** start Passage provided **

10. The Vessel shall be deemed to have been accepted by the Purchaser in any of the following events:- (i) upon the expiry of seven days from the date of acceptance of the Purchaser's offer or such extended period as may be agreed between the parties provided that no inspection or survey has commenced. (ii) Seven days after completion of survey provided that the Purchaser has not served notice under clause 7 hereof. (iii) Upon notification in writing by the Vendor or the Broker to the Purchaser of completion of remedial work specified in any notice under clause 7 hereof. (iv) Upon a mutual agreement on a reduction in the purchase price in accordance with clause 7 hereof.

** end Passage provided **

• _What is needed_: Can you reproduce the vessel acceptance clause above word for word, in full?

** start Recorded data **

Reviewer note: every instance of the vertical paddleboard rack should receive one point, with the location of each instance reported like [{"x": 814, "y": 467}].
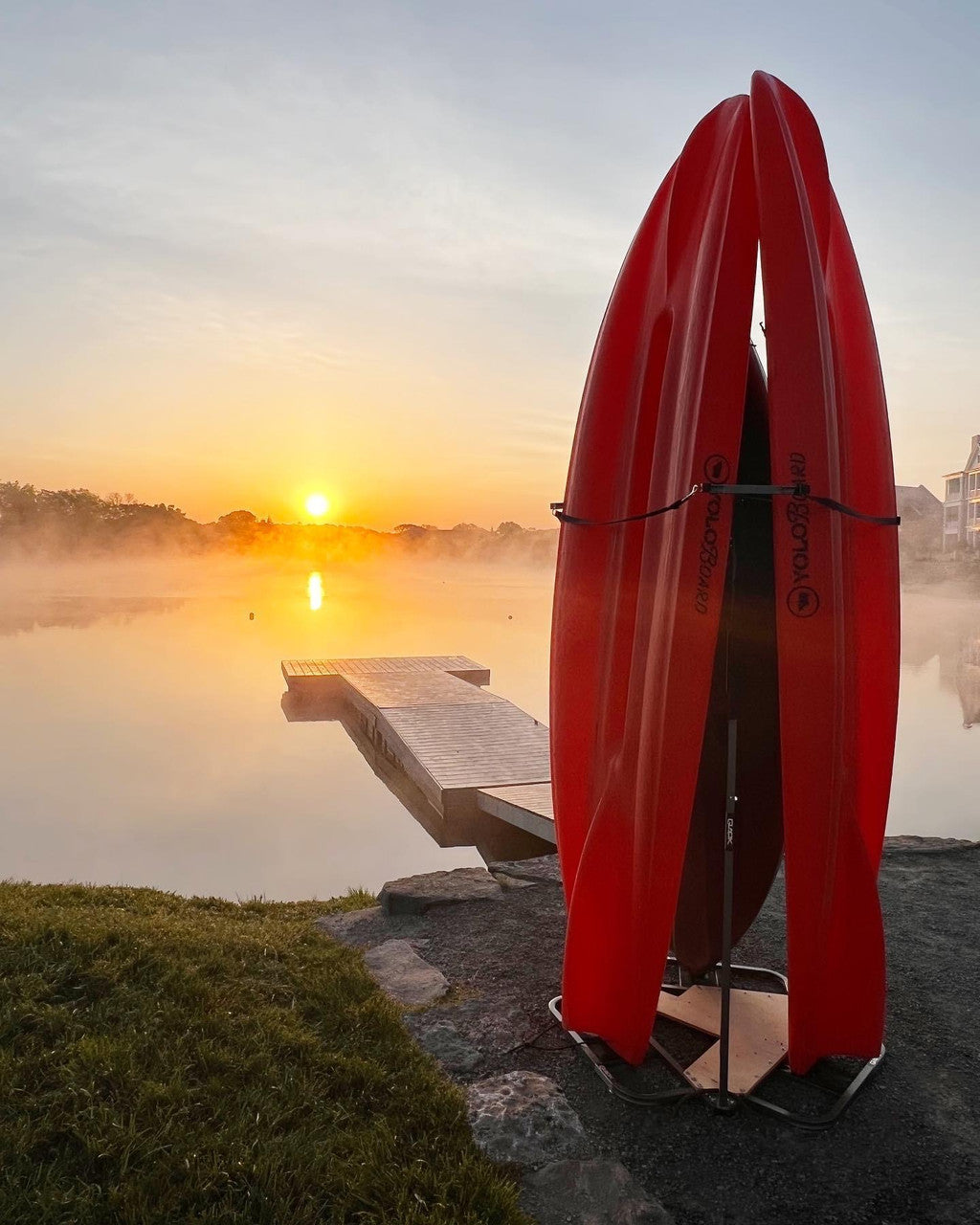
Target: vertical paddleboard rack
[{"x": 758, "y": 1032}]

** end Recorded data **

• _Reply_:
10. The Vessel shall be deemed to have been accepted by the Purchaser in any of the following events:- (i) upon the expiry of seven days from the date of acceptance of the Purchaser's offer or such extended period as may be agreed between the parties provided that no inspection or survey has commenced. (ii) Seven days after completion of survey provided that the Purchaser has not served notice under clause 7 hereof. (iii) Upon notification in writing by the Vendor or the Broker to the Purchaser of completion of remedial work specified in any notice under clause 7 hereof. (iv) Upon a mutual agreement on a reduction in the purchase price in accordance with clause 7 hereof.